_TUJUAN LATIHAN:_ Bisakah Anda menuliskan kembali tanpa perubahan bagian teks tentang sekolah Islam di Thailand selatan di bawah ini, mulai dari "Geliat peradaban ilmu" dan berakhir pada "Bi’tsah Ad Diniyah."?

_TEKS BACAAN:_
- - - - -

Geliat peradaban ilmu di Pattani ini juga mulai terasa. Saya cukup terkejut dengan banyaknya sekolah Islam yang maju di Thailand selatan.
Ketika saya sampai di sekolah Al Bi’tsah Ad-Diniyyah pukul 10.00, kesan santri dan Melayu sangat terasa. “Saya memperjuangkan untuk Memelayukan anak-anak saya,” terang Tuan Guru Sholahuddin, Kepala Sekolah Al Bi’tsah Ad Diniyah.
Tuan Guru Sholahuddin menjelaskan bahwa sekolah di wilayah Yala ini adalah sekolah terbesar di Thailand selatan. Jumlah santrinya saja ada enam ribu.

- - - - -

_INFORMASI YANG DIBERIKAN:_
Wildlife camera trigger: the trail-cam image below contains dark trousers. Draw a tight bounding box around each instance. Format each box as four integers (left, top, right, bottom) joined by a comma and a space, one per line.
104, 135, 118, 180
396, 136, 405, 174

- - - - -

_JAWABAN TUGAS:_
Geliat peradaban ilmu di Pattani ini juga mulai terasa. Saya cukup terkejut dengan banyaknya sekolah Islam yang maju di Thailand selatan.
Ketika saya sampai di sekolah Al Bi’tsah Ad-Diniyyah pukul 10.00, kesan santri dan Melayu sangat terasa. “Saya memperjuangkan untuk Memelayukan anak-anak saya,” terang Tuan Guru Sholahuddin, Kepala Sekolah Al Bi’tsah Ad Diniyah.